▶ [ИСХОДНЫЙ ФРАГМЕНТ]:
+-------+

Оказалось, что весьма немногие эмигранты готовы пересмотреть свой образ мыслей и всерьез поддержать Левского. Касабов отошел от политики; Ботев занял должность учителя в Измаиле и жил слишком далеко. Только у Димитра Ценовича и Любена Каравелова, недавно прибывшего из Сербии, он нашел сочувствие.

Каравелов был почти на год старше Левского. Он родился в Копривштице, исключительно красивом городе с чисто болгарским населением; турки были лишь формально представлены конаком. Ведущие торговцы Копривштицы были весьма зажиточны; их дома считались одними из самых красивых во всей Болгарии и были полны предметов, привезенных из-за границы, а в отделке хозяева подражали тому, что видели в чужих странах. Здесь никто не удивлялся, попав в гостиную, расписанную картинами египетских пирамид или итальянских пасторальных сцен, в которой английские фарфоровые тарелки соседствовали с традиционными болгарскими медными блюдами, коврами и подушками. Народ в Копривштице был мыслящий, передовой, хорошо информированный о том, что происходило в мире, и принимавший близко к сердцу вопросы просвещения.

Каравелов, исключительно талантливый поэт, писатель и публицист, одинаково хорошо владевший болгарским, русским и сербским языками, принадлежал к интеллигенции, получившей образование в России. Был он высок, слегка сутул, с широким лбом, черными сверкающими глазами, волнистыми черными волосами и длинной бородой. В одежде он был небрежен, а по характеру нервен и раздражителен, но полон сострадания к несчастным, интересный собеседник, остроумие которого подчас переходило в жалящий сарказм. Он был старшим и слегка избалованным сыном зажиточного прасола, потерявшего большую часть своего состояния с окончанием Крымской войны. После спокойного и счастливого детства в Копривштице Каравелов в возрасте пятнадцати лет был отдан в греческую школу Пловдива учиться языку, необходимому в торговых делах. Здесь он познакомился с национальным вопросом в его самой острой форме — как в грекофильской семье чорбаджиев, у которых жил, так и в школе, где запрещалось говорить по-болгарски и где товарищи и учителя заставляли болгарских подростков стыдиться своего происхождения. Между болгарскими и греческими учениками часто случались драки. Слабое знание языка мешало Каравелову учиться, но педагоги-шовинисты не делали никаких скидок и постоянно били за плохие отметки. Неудивительно, что Каравелов возненавидел школу и после двух лет мучений перешел к Найдену Герову, у которого в то время была болгарская школа.

+-------+

▶ [ПРЕДСТАВЛЕННЫЕ ДАННЫЕ]:
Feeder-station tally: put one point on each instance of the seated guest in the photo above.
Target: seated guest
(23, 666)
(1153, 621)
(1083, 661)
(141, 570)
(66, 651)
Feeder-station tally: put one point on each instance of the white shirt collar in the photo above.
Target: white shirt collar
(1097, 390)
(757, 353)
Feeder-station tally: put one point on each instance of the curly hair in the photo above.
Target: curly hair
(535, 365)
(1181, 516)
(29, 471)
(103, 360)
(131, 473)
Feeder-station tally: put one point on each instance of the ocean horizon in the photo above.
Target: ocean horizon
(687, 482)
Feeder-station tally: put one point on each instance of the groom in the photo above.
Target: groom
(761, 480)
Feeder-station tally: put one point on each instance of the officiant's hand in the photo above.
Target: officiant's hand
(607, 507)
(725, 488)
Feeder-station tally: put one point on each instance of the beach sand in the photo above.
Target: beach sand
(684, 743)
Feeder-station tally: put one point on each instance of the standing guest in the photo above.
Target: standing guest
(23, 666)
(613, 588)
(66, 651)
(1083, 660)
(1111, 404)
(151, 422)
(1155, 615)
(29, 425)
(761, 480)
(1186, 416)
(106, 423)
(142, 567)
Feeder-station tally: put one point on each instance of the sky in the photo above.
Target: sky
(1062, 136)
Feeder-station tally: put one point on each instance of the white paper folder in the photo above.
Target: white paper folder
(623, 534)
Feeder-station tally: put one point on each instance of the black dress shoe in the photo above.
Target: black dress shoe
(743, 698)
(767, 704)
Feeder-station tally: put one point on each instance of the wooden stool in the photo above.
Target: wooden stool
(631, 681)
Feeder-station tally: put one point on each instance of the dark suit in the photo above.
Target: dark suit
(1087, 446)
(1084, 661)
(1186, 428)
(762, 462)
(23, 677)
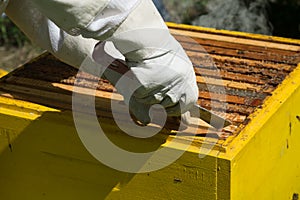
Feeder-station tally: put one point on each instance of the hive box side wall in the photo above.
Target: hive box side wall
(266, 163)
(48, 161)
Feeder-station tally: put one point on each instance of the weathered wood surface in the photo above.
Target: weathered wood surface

+-------+

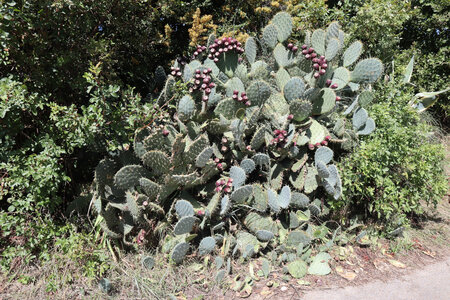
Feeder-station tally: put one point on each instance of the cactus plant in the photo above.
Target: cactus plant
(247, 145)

+-------+

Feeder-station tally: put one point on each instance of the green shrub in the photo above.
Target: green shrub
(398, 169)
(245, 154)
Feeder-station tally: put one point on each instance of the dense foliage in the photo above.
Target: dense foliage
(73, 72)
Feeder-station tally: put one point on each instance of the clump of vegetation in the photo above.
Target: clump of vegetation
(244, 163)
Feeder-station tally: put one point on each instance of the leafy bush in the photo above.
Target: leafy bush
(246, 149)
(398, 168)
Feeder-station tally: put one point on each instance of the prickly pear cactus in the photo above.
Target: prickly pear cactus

+-------+

▶ [ЗАДАНИЯ]:
**1.** Перечислите языки, которыми, согласно фрагменту, Каравелов владел одинаково хорошо.
**2.** Выберите из данных все строки, где встречается слово "white".

▶ [РЕШЁННЫЕ ЗАДАЧИ]:
**1.** Болгарский, русский, сербский.

**2.**
Feeder-station tally: put one point on each instance of the white shirt collar in the photo above.
Target: white shirt collar
Feeder-station tally: put one point on each instance of the white paper folder in the photo above.
Target: white paper folder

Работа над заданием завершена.